Task goal:
Repeat the material below without any changes, from the line containing "Drop a point on each instance of the floating" through the end of the material, inclusive.

:: Dataset ::

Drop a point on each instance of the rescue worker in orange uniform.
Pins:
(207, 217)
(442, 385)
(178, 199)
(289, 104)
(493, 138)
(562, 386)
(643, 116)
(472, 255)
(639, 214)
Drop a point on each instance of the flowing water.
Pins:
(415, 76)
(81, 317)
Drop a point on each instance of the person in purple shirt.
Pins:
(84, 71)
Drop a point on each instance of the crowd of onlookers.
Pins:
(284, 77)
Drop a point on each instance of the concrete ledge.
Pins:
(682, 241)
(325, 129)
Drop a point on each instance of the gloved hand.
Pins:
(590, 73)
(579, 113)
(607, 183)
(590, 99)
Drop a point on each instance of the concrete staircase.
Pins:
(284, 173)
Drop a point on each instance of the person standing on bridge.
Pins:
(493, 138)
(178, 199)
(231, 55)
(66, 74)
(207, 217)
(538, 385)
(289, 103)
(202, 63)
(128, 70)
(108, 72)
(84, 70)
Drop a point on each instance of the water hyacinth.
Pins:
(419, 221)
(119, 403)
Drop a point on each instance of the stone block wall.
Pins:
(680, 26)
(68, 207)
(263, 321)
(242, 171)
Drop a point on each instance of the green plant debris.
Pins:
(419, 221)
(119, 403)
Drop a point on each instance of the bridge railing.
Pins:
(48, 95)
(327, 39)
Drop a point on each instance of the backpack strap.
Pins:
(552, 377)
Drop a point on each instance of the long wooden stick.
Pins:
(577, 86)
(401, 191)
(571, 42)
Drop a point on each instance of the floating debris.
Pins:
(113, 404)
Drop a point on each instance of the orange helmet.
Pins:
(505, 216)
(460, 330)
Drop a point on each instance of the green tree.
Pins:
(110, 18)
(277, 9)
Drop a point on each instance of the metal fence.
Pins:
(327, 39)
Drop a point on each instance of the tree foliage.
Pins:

:::

Task answer:
Drop a point on each instance of the floating debris.
Pins:
(113, 404)
Drop a point on each instance of the orange helmet.
Pins:
(505, 216)
(460, 330)
Drop a point on each instance of the green tree.
Pins:
(110, 18)
(277, 9)
Drop a point on each instance of the metal fence.
Pins:
(327, 39)
Drop a point on each instance of the tree foliage.
Pins:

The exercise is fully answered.